▽
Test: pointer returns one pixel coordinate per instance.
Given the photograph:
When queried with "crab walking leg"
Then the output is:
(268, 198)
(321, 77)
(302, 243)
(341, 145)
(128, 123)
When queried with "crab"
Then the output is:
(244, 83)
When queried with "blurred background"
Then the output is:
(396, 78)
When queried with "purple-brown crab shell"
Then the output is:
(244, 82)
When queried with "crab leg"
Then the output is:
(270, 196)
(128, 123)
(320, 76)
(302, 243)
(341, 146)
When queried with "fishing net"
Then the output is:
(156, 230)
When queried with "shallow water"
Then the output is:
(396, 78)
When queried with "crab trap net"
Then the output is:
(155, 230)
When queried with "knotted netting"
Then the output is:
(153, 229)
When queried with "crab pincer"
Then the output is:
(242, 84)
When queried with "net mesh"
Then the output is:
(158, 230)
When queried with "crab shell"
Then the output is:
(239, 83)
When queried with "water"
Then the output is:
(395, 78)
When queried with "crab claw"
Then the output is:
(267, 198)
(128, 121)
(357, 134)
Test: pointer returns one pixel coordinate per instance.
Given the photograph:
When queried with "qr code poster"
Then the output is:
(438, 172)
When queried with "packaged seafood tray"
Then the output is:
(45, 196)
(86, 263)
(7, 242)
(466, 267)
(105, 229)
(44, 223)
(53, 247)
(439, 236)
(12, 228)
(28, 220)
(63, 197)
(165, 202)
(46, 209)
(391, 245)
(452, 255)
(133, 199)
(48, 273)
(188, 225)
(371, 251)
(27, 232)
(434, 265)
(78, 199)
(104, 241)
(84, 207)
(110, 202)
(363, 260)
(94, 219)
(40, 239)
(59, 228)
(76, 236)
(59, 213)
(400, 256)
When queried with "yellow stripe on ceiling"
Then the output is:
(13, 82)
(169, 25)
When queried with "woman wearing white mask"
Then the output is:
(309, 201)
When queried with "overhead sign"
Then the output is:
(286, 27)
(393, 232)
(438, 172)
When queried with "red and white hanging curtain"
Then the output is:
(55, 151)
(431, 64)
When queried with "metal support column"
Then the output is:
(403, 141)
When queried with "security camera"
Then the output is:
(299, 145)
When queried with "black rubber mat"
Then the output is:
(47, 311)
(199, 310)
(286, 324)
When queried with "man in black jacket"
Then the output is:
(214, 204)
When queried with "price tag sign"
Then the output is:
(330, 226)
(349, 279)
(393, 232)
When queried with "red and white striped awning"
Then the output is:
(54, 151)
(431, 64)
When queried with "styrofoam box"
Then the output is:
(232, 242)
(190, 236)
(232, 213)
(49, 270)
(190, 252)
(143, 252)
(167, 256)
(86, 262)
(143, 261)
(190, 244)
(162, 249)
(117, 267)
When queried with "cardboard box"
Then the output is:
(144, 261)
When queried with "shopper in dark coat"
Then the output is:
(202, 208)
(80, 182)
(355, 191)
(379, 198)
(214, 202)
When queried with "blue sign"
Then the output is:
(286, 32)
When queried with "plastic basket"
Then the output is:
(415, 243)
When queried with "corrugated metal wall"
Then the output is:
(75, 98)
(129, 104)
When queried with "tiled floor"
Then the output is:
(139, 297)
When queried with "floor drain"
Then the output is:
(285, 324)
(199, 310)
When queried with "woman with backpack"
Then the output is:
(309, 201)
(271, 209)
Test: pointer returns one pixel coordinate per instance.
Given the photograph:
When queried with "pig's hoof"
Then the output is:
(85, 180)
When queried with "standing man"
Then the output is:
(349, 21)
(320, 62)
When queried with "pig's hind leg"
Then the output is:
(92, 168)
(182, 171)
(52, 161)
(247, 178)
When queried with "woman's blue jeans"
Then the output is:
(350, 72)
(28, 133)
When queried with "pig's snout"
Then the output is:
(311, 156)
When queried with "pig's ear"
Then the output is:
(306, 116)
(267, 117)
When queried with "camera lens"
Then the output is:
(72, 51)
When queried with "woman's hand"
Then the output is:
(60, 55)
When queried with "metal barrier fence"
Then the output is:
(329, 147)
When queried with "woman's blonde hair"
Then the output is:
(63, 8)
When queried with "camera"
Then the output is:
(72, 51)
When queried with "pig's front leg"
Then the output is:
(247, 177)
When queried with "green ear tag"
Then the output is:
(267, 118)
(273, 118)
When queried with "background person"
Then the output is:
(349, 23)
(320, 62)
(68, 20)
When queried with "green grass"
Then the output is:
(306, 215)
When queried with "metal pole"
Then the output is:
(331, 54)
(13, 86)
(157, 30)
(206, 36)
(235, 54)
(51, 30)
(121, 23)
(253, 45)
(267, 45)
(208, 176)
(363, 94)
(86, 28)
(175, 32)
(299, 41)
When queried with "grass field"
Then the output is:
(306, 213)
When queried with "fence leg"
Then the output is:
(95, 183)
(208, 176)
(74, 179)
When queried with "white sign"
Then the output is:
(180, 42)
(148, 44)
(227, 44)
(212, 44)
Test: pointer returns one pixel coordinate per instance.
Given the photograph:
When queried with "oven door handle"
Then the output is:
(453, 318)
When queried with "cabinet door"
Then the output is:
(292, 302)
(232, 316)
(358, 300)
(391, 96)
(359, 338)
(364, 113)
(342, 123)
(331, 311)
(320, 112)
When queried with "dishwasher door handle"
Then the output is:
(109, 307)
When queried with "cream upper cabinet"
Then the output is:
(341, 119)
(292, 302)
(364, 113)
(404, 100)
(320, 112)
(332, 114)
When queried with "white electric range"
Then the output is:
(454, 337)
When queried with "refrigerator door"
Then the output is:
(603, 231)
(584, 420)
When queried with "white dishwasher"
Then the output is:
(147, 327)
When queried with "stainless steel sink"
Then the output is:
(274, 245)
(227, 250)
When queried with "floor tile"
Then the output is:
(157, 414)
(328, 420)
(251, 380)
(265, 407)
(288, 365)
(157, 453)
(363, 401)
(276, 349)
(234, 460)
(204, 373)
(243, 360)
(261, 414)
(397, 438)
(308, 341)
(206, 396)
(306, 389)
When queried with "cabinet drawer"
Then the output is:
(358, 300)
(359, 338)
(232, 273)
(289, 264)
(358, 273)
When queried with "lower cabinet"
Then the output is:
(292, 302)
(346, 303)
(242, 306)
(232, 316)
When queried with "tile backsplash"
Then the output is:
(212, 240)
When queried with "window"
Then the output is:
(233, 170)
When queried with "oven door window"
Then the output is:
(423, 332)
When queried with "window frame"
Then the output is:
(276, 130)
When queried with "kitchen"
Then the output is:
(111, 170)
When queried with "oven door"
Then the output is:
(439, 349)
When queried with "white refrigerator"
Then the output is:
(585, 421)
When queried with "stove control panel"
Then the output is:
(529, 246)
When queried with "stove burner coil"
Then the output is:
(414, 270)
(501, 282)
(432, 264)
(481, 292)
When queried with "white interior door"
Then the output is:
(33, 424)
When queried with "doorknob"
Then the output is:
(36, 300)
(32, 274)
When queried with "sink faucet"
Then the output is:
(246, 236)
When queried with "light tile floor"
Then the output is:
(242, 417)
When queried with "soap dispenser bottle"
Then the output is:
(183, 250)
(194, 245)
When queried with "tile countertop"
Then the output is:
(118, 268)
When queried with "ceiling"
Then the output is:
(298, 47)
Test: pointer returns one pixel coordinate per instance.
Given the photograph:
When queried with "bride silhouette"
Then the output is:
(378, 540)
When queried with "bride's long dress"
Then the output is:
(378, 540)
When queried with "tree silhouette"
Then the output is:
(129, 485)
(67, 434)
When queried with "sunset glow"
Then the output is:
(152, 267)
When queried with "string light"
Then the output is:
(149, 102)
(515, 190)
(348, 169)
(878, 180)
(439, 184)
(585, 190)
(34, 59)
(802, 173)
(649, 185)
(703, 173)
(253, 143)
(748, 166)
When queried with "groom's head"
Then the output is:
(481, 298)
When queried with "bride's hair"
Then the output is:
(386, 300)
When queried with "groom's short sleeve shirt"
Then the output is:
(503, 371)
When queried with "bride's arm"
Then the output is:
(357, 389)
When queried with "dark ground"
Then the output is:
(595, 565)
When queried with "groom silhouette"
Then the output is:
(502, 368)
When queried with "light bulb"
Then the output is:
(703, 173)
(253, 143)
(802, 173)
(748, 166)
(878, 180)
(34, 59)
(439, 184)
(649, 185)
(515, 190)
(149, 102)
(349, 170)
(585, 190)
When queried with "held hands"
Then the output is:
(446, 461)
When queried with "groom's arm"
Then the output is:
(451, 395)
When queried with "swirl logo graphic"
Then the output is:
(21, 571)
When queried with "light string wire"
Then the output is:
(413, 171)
△
▸ **SHORT PROBLEM**:
Copy every line from the entries above that contains the string "handle".

▸ **EXERCISE OUTPUT**:
When queried with "oven door handle"
When queried with "dishwasher door handle"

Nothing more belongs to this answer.